:: Task brief ::
Check every line of the data below for "white". Copy each one that has it.

:: Task inputs ::
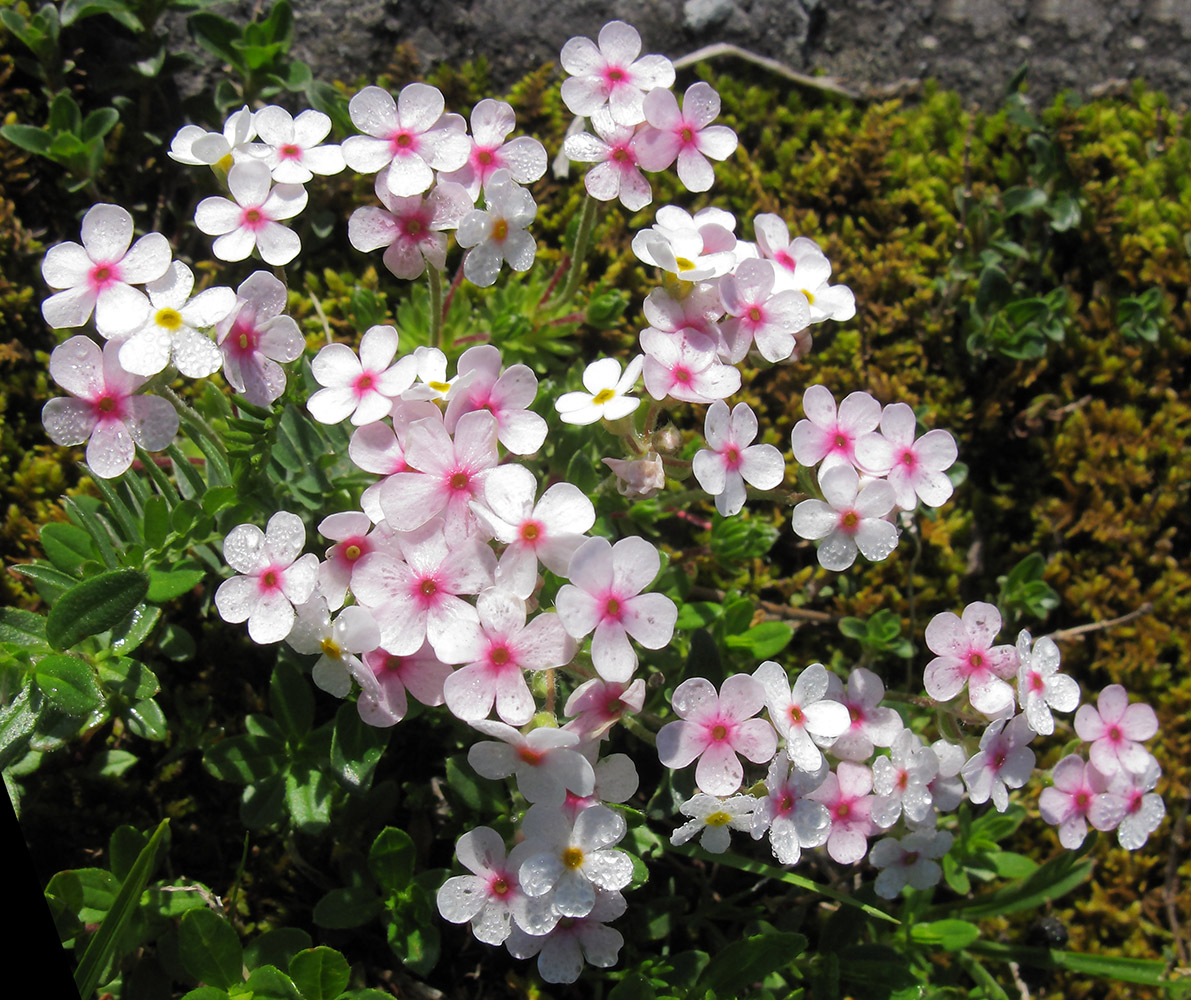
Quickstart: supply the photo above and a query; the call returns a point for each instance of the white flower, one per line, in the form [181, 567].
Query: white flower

...

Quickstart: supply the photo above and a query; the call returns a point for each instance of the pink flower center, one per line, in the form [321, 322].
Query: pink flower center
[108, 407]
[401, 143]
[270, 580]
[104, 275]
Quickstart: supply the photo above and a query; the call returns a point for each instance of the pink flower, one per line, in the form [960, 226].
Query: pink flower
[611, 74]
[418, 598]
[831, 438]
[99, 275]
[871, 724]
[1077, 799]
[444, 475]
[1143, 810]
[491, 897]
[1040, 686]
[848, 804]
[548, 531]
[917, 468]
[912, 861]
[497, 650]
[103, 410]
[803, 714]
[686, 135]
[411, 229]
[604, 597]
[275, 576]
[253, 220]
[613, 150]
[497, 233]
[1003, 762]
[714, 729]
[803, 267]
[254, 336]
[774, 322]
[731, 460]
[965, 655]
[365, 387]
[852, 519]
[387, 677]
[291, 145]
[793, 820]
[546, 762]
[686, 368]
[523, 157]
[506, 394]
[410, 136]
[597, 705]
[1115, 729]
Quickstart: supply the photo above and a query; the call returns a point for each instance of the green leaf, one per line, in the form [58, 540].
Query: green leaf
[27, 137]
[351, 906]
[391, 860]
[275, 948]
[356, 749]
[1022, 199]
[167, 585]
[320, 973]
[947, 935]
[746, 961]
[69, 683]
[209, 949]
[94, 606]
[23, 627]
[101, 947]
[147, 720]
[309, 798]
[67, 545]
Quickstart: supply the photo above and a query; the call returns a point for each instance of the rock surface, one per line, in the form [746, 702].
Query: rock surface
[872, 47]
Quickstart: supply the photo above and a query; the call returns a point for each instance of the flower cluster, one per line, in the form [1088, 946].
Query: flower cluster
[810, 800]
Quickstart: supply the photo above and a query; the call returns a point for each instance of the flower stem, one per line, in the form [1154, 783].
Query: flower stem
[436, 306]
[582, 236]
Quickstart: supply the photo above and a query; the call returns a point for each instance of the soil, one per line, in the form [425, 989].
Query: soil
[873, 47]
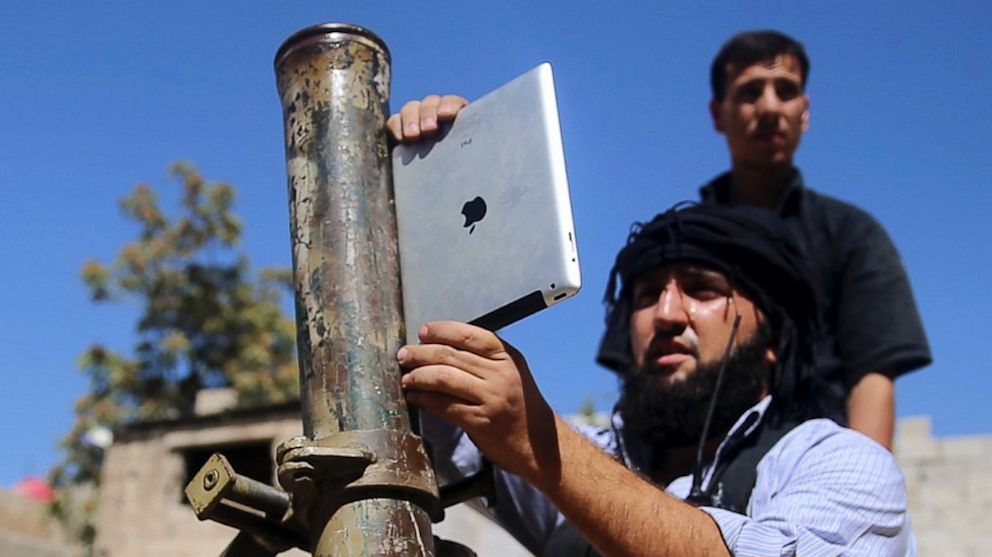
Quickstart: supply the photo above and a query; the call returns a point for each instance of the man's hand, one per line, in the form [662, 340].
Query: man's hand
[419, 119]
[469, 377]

:: Solved problem ::
Quickstart: supply the photo above and a query; the call returns a point for each instance of the white flower, one per line, in the form [181, 567].
Query: white flower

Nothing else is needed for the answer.